GIVEN TASK A:
Collect every line of the records below that contains the word "hand".

READING TEXT:
Automated Analysis of Spatial Grids: Motivation and Challenges

  • Valliappa Lakshmanan
Part of the Geotechnologies and the Environment book series (GEOTECH, volume 6)


Geography is often the only feasible way to tie together disparate data sets into something that can be analyzed together. Geographic information systems (GIS) are software systems that are capable of storing and carrying out spatial operations – operations that make use of geographic coordinates – on spatial grids. However, a GIS is typically employed interactively. Remote sensing offers substantial benefits in observing the environment, but the resulting spatial grids can be difficult to analyze interactively and routinely. If your objective is to deal with dynamic data, or large amounts of data, human interaction does not scale and you might want to consider analyzing the spatial data automatically. Creating an automated algorithm is difficult because interactive processing can build on the amazing capabilities of the human visual system, whereas automated processing has to explicitly encode every relationship. Another challenge with creating automated algorithms to analyze spatial grids is that low-level image processing operations are rarely sufficient, so domain knowledge needs to be incorporated. Hence, in order to create an automated algorithm to operate on geospatial data, it is often necessary to write it – off-the-shelf, general-purpose solutions will rarely suffice. The goal of this book is to give you the ability to do just that.

LISTED RECORDS:
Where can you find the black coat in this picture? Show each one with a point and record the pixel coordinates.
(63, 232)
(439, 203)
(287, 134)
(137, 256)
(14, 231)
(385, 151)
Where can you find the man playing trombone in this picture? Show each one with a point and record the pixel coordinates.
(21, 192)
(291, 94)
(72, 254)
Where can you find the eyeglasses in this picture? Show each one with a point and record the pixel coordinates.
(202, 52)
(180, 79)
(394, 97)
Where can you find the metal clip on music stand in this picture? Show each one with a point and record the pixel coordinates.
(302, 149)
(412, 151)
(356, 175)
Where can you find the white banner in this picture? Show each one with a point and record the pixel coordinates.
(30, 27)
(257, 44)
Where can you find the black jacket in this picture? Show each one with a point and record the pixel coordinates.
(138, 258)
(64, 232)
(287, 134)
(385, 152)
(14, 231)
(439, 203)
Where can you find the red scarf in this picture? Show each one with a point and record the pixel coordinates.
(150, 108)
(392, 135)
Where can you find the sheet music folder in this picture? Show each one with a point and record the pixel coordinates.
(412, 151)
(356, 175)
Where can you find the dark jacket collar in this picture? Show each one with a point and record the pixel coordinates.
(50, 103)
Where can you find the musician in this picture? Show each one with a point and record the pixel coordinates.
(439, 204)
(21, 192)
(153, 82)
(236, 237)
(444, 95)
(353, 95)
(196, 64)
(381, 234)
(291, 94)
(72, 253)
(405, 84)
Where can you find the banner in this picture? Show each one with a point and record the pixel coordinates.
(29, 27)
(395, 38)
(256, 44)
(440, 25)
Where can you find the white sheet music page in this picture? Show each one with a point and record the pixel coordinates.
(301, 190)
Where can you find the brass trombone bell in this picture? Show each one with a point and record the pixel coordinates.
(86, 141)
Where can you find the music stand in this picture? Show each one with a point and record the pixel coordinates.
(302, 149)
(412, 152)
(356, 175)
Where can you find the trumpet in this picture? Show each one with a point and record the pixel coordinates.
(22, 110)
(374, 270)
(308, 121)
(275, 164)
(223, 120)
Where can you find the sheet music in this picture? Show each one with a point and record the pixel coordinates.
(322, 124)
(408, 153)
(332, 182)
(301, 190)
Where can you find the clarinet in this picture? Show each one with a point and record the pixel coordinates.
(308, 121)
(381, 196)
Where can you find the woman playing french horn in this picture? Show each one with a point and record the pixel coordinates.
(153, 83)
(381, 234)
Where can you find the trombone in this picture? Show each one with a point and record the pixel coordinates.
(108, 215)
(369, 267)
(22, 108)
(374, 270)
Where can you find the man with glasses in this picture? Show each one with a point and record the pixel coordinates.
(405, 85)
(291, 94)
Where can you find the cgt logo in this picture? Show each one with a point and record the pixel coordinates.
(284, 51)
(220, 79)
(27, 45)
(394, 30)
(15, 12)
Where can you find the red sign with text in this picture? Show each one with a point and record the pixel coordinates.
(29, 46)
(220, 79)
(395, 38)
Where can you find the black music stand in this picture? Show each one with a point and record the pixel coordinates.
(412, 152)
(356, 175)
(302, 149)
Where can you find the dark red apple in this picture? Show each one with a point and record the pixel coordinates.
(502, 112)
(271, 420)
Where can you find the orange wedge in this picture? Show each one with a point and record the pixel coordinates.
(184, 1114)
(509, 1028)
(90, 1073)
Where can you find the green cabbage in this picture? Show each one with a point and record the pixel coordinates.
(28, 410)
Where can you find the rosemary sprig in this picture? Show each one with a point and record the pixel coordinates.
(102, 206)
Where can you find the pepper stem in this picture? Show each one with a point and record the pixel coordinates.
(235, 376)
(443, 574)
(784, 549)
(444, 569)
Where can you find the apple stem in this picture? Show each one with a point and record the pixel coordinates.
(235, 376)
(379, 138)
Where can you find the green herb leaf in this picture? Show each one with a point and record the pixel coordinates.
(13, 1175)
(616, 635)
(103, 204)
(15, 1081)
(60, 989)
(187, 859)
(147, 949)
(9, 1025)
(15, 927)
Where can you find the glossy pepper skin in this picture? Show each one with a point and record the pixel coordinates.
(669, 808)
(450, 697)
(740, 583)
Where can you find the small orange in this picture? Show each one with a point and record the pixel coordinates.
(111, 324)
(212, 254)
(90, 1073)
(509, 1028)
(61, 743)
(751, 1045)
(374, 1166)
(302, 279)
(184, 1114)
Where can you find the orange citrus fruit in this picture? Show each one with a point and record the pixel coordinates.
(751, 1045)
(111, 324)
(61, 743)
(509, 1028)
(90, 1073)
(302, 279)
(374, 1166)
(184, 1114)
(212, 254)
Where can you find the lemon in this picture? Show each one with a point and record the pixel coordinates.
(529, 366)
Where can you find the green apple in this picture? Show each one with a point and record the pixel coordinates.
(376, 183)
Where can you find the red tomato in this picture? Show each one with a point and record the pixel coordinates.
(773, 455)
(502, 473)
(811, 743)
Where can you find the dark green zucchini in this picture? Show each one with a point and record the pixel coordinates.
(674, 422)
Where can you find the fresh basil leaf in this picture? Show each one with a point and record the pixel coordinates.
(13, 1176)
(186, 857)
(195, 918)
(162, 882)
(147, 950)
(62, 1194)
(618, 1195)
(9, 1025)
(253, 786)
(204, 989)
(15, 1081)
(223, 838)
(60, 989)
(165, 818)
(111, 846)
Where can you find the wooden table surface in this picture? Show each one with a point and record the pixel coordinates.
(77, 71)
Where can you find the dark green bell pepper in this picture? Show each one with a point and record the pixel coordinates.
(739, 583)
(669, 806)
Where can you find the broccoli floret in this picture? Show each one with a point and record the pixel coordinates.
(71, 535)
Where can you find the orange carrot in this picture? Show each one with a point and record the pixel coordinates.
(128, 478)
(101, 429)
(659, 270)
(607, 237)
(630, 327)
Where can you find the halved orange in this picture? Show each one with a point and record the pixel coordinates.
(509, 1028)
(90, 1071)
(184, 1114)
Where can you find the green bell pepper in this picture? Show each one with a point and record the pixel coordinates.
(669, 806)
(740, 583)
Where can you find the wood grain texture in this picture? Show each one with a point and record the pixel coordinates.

---

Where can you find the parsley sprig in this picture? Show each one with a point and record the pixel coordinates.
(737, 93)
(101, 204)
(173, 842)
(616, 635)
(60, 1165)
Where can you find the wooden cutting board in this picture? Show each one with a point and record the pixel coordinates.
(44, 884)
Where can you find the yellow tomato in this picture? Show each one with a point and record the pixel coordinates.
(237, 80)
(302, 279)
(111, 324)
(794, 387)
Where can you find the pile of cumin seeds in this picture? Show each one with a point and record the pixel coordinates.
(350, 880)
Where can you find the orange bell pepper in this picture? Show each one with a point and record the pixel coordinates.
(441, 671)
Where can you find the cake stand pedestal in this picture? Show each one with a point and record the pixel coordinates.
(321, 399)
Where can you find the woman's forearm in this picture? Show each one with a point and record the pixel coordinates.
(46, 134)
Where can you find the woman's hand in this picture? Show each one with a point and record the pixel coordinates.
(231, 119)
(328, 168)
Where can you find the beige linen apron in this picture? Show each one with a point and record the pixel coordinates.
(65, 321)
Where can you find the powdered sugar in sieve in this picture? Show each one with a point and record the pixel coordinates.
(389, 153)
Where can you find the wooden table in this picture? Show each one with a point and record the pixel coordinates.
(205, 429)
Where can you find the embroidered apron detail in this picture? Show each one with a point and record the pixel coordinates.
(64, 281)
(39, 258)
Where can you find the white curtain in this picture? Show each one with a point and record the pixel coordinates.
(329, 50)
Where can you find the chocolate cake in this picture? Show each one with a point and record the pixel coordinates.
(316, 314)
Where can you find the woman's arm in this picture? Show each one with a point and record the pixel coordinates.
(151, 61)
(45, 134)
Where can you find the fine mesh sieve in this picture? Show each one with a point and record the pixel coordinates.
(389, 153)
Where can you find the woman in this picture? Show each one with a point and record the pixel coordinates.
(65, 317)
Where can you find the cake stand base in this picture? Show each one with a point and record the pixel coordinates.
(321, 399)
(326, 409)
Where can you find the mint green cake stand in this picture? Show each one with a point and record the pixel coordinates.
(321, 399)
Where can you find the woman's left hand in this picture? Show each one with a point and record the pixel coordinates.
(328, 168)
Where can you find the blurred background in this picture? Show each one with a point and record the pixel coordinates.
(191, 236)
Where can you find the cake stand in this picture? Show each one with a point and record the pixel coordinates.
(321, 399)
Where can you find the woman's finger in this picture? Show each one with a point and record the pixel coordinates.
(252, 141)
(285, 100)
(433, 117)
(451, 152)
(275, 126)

GIVEN TASK B:
Translate this sentence from the passage on automated analysis of spatial grids into Spanish: "Geography is often the only feasible way to tie together disparate data sets into something that can be analyzed together."

COMPLETE ANSWER A:
Where can you find the woman's hand in this picture? Show each one with a point and record the pixel coordinates.
Where can you find the woman's left hand in this picture? Show each one with a point and record the pixel coordinates.

COMPLETE ANSWER B:
La geografía es a menudo la única forma viable de unir conjuntos de datos dispares en algo que pueda analizarse en conjunto.